• _Exercise aim_: Starting with the first line and ending with the last, copy the entries word for word.

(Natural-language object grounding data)
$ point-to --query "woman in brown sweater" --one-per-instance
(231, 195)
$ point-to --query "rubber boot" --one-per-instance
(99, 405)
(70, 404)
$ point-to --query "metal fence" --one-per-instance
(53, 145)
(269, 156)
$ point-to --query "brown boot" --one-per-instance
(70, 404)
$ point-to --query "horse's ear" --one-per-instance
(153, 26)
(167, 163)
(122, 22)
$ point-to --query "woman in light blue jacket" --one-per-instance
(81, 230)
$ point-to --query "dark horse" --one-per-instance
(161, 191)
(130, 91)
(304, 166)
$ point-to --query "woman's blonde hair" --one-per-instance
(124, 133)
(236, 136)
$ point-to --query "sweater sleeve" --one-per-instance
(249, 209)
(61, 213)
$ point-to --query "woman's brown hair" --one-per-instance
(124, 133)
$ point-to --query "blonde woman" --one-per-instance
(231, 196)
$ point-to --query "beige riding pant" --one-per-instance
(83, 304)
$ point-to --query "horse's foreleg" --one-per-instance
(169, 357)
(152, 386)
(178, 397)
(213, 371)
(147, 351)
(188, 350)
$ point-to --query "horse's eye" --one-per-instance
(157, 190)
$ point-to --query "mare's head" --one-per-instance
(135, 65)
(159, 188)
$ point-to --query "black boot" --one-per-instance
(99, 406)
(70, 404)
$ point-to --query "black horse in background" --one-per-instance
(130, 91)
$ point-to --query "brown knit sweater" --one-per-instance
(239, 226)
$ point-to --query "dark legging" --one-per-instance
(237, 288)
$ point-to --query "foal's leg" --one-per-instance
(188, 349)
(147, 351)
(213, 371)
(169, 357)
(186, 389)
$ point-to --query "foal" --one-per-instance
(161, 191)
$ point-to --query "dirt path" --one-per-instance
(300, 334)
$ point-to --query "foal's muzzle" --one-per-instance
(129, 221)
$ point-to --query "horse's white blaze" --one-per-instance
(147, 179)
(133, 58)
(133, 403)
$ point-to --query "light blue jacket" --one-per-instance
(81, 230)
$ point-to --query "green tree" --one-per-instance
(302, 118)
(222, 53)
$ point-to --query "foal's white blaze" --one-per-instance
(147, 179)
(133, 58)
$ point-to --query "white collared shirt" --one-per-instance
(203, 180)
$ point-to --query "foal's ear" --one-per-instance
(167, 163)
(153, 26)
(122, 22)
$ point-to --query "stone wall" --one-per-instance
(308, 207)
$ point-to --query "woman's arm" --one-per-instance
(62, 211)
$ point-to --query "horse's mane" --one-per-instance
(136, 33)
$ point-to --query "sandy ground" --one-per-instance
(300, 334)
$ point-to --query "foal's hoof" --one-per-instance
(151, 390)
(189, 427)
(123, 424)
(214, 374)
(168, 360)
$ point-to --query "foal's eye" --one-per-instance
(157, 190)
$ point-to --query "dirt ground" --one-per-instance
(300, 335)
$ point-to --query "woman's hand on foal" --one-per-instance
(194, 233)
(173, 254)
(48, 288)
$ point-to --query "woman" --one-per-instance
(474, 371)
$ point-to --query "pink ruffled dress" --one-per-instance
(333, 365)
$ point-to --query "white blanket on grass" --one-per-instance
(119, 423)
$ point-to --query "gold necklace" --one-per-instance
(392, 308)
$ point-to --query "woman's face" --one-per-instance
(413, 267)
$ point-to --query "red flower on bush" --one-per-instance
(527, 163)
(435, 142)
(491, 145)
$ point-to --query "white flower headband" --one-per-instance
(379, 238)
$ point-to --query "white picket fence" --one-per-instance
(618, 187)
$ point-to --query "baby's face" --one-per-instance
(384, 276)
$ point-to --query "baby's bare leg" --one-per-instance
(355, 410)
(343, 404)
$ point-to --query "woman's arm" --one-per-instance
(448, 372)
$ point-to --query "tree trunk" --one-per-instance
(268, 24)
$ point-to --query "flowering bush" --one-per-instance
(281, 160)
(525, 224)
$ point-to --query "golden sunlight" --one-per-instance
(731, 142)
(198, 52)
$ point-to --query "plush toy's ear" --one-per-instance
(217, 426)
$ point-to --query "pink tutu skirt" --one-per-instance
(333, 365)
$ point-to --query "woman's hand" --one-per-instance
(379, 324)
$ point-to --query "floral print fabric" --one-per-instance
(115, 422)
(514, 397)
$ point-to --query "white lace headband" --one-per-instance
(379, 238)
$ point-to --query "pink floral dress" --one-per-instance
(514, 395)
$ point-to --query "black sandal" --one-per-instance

• _Problem solution_:
$ point-to --query "woman in brown sweater" --one-per-instance
(231, 195)
$ point-to --query "rubber boot" --one-per-instance
(99, 405)
(70, 404)
$ point-to --query "metal fence" --one-per-instance
(53, 145)
(269, 156)
$ point-to --query "brown boot" --one-per-instance
(70, 404)
$ point-to --query "horse's ear" --one-per-instance
(153, 26)
(167, 163)
(122, 22)
$ point-to --query "woman in light blue jacket" --one-per-instance
(81, 230)
$ point-to --query "dark horse" --one-per-instance
(161, 191)
(130, 91)
(304, 166)
$ point-to --query "woman's blonde hair" --one-per-instance
(124, 133)
(236, 136)
$ point-to --query "sweater sleeve" --one-per-instance
(249, 209)
(61, 213)
$ point-to --query "woman's brown hair" --one-per-instance
(124, 133)
$ point-to --query "blonde woman" --one-per-instance
(231, 196)
$ point-to --query "beige riding pant" --one-per-instance
(83, 304)
$ point-to --query "horse's foreleg" --one-per-instance
(169, 357)
(152, 386)
(178, 397)
(213, 371)
(147, 351)
(188, 350)
$ point-to --query "horse's eye" --one-per-instance
(157, 190)
$ point-to --query "mare's head" --one-per-instance
(135, 65)
(159, 188)
$ point-to --query "black boot" --one-per-instance
(99, 406)
(70, 404)
$ point-to --query "black horse in background" --one-per-instance
(130, 91)
$ point-to --query "brown knit sweater" --one-per-instance
(239, 226)
$ point-to --query "dark legging" --one-per-instance
(237, 288)
$ point-to --query "foal's leg" --one-per-instance
(188, 349)
(147, 351)
(213, 371)
(169, 357)
(186, 389)
$ point-to --query "foal" --one-per-instance
(161, 191)
$ point-to --query "dirt path" --one-per-instance
(300, 334)
$ point-to --query "foal's muzzle" --one-per-instance
(129, 221)
$ point-to --query "horse's white blaze" --one-per-instance
(147, 179)
(133, 58)
(133, 403)
$ point-to --query "light blue jacket" --one-per-instance
(81, 230)
$ point-to --query "green tree" --one-per-instance
(302, 118)
(222, 53)
$ point-to --query "foal's white blaze" --one-per-instance
(147, 179)
(133, 58)
$ point-to --query "white collared shirt" --one-per-instance
(203, 180)
$ point-to --query "foal's ear" --one-per-instance
(167, 163)
(153, 26)
(122, 22)
$ point-to --query "stone wall" --one-per-instance
(308, 207)
$ point-to --query "woman's arm" --one-per-instance
(62, 211)
$ point-to --query "horse's mane" --one-per-instance
(136, 33)
$ point-to --query "sandy ground" --one-per-instance
(300, 334)
$ point-to --query "foal's hoof" --one-per-instance
(151, 390)
(189, 427)
(123, 424)
(214, 374)
(168, 360)
$ point-to --query "foal's eye" --one-per-instance
(157, 190)
$ point-to --query "dirt ground" --one-per-instance
(300, 335)
$ point-to --query "woman's hand on foal" --one-per-instance
(194, 233)
(173, 254)
(48, 288)
$ point-to --query "woman" --one-per-instance
(474, 371)
$ point-to --query "pink ruffled dress" --one-per-instance
(333, 365)
$ point-to --query "white blanket on grass" --one-per-instance
(119, 423)
$ point-to --query "gold necklace" --one-per-instance
(392, 308)
$ point-to --query "woman's face" --one-per-instance
(413, 267)
$ point-to --query "red flower on bush" --one-per-instance
(527, 163)
(435, 142)
(491, 145)
$ point-to --query "white flower headband" --one-per-instance
(379, 238)
$ point-to --query "white picket fence" --one-per-instance
(618, 187)
$ point-to --query "baby's face" --one-per-instance
(384, 276)
$ point-to --query "baby's bare leg" --one-per-instance
(355, 410)
(343, 404)
$ point-to --query "woman's arm" --one-per-instance
(448, 372)
$ point-to --query "tree trunk" --one-per-instance
(268, 24)
$ point-to --query "flowering bush" --one-per-instance
(281, 160)
(525, 224)
$ point-to --query "golden sunlight" --one-per-instance
(731, 142)
(198, 52)
$ point-to --query "plush toy's ear" --one-per-instance
(217, 426)
$ point-to --query "pink tutu skirt" --one-per-instance
(333, 365)
$ point-to --query "woman's hand" --one-per-instance
(379, 324)
$ point-to --query "floral print fabric" --one-per-instance
(115, 422)
(514, 397)
$ point-to --query "white lace headband" --one-per-instance
(379, 238)
$ point-to --query "pink floral dress" --one-per-instance
(514, 395)
$ point-to --query "black sandal" --one-per-instance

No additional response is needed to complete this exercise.